WHAT YOU ARE ASKED TO DO – All records are to be reproduced verbatim, with images omitted.

----------------------------------------

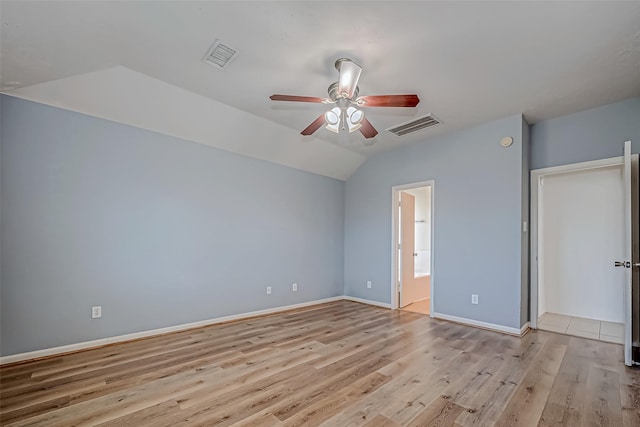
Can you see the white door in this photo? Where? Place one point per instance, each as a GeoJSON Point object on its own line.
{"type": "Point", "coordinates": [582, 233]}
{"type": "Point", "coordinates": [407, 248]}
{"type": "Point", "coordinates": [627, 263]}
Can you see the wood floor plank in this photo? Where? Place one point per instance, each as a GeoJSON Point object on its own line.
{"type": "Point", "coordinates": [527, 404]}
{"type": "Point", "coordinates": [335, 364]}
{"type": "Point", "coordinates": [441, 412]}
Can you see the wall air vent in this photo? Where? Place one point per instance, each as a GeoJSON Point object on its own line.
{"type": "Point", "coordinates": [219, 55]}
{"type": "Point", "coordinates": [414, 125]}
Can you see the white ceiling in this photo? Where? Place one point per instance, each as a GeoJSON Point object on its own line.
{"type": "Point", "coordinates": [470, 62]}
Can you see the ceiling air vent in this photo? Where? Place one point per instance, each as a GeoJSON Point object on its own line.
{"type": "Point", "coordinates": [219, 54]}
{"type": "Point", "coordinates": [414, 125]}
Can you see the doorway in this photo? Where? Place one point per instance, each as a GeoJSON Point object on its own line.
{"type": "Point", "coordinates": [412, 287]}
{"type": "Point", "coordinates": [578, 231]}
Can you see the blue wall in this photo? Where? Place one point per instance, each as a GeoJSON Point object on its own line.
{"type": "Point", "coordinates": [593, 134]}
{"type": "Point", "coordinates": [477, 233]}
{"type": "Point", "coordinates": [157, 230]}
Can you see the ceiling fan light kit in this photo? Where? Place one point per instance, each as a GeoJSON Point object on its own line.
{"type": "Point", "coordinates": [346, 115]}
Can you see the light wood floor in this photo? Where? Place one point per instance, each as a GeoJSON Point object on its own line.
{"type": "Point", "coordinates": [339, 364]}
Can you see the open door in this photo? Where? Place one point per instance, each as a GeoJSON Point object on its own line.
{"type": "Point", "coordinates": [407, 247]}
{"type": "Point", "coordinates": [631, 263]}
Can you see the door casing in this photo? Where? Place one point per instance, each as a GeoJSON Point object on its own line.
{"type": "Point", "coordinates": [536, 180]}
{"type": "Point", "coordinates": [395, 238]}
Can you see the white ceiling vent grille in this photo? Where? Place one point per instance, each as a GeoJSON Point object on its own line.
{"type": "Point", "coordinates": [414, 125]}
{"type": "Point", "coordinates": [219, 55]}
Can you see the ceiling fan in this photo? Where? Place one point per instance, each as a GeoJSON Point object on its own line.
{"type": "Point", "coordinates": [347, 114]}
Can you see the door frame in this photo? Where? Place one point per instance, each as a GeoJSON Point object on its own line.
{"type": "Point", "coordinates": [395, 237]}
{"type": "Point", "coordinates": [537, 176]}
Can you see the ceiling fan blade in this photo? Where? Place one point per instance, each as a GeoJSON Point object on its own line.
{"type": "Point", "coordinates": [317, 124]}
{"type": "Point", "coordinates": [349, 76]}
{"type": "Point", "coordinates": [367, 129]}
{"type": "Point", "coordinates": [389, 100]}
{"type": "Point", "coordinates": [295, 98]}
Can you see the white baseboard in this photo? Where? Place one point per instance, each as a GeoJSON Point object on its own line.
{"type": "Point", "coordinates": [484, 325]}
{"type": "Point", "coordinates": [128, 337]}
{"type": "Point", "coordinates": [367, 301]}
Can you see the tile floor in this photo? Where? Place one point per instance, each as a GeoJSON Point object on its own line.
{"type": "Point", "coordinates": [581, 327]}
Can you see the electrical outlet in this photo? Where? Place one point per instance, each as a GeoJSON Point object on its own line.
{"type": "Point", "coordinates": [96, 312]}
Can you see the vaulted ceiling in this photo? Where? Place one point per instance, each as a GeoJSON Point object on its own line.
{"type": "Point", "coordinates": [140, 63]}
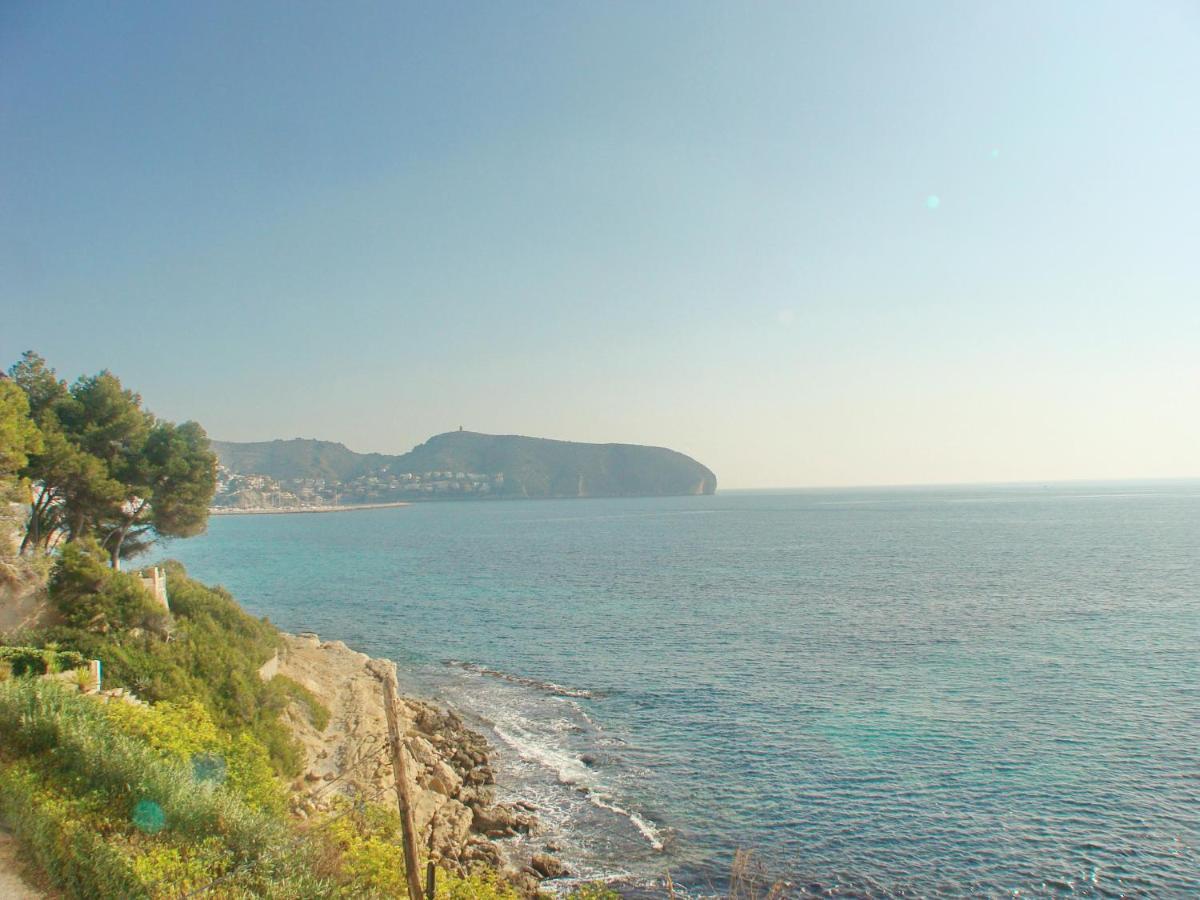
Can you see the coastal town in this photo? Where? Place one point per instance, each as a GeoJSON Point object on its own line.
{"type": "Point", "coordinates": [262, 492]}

----------------------------------------

RESPONSE TO THIS TASK –
Can you see the white door in this photo? Where? Place one point per instance, each as a GeoJSON Point object on its own line.
{"type": "Point", "coordinates": [582, 233]}
{"type": "Point", "coordinates": [407, 248]}
{"type": "Point", "coordinates": [627, 263]}
Can you see the wood floor plank in this photo? Where? Place one point per instance, each as a GeoJSON Point object on its own line.
{"type": "Point", "coordinates": [527, 404]}
{"type": "Point", "coordinates": [335, 364]}
{"type": "Point", "coordinates": [441, 412]}
Can you see the wall air vent in this photo? Where? Place one point per instance, each as a GeoJSON Point object on its own line.
{"type": "Point", "coordinates": [219, 55]}
{"type": "Point", "coordinates": [414, 125]}
Can you see the white ceiling in this photo? Where? Place one point per instance, each as a GeoJSON Point object on its own line.
{"type": "Point", "coordinates": [470, 62]}
Can you see the ceiling air vent in this photo? Where? Place one point per instance, each as a GeoJSON Point object on its own line.
{"type": "Point", "coordinates": [219, 54]}
{"type": "Point", "coordinates": [414, 125]}
Can you see the doorway in this photo? Where? Place one point per instance, each as a GeoJSON Point object on its own line.
{"type": "Point", "coordinates": [412, 287]}
{"type": "Point", "coordinates": [578, 231]}
Can you see the blue wall in this photo? Where? Place one point per instance, each as a GeoJSON Point object on its own line.
{"type": "Point", "coordinates": [593, 134]}
{"type": "Point", "coordinates": [477, 233]}
{"type": "Point", "coordinates": [157, 230]}
Can you see the ceiling fan light kit in this photo? Where? Place one point per instance, each as a GeoJSON Point object on its own line.
{"type": "Point", "coordinates": [346, 115]}
Can you see the light wood floor in this photo? Where? Place one point per instance, each as a GeoJSON Point object on its own line.
{"type": "Point", "coordinates": [339, 364]}
Can you see the open door in this photo? Where? Place one point per instance, each as a GeoJSON Point object on its own line.
{"type": "Point", "coordinates": [407, 247]}
{"type": "Point", "coordinates": [631, 263]}
Can you see the door casing in this photo? Where? Place one point per instance, each as a GeoJSON Point object on its own line.
{"type": "Point", "coordinates": [536, 180]}
{"type": "Point", "coordinates": [395, 238]}
Can you see the white ceiling vent grille in this photo? Where? Place one point per instance, each as a GeoJSON Point object on its own line.
{"type": "Point", "coordinates": [414, 125]}
{"type": "Point", "coordinates": [219, 55]}
Can you see the ceiling fan in this photo? Where? Place one point per instance, each as a GeoJSON Point object on its own line.
{"type": "Point", "coordinates": [347, 114]}
Can you see the door frame in this photo? Where? Place one point per instance, each as a GeoJSON Point object on its own line.
{"type": "Point", "coordinates": [395, 237]}
{"type": "Point", "coordinates": [537, 176]}
Can you see the ceiling fan blade in this photo? Where? Place one point per instance, each as a GeoJSON Point object on its own line.
{"type": "Point", "coordinates": [317, 124]}
{"type": "Point", "coordinates": [349, 76]}
{"type": "Point", "coordinates": [367, 129]}
{"type": "Point", "coordinates": [389, 100]}
{"type": "Point", "coordinates": [295, 98]}
Can you see the white baseboard in this photo? Where? Place one point per instance, each as a GeoJSON Point object on its own line.
{"type": "Point", "coordinates": [484, 325]}
{"type": "Point", "coordinates": [128, 337]}
{"type": "Point", "coordinates": [367, 301]}
Can you see the tile floor in this photo? Where? Place one point per instance, each as a GeoJSON Point object on its own line.
{"type": "Point", "coordinates": [581, 327]}
Can you see the electrical outlet in this photo? Where? Place one point per instance, each as a GeoJSON Point object on its own line.
{"type": "Point", "coordinates": [96, 312]}
Can you see the vaulted ceiling in this photo? Where? Place one point per instance, each as a GeoJSON Point object on its own line.
{"type": "Point", "coordinates": [140, 63]}
Can you see the coastal town in this photo? Where? Place one point per instance, each as a GeoJSON Point object on its own line.
{"type": "Point", "coordinates": [262, 492]}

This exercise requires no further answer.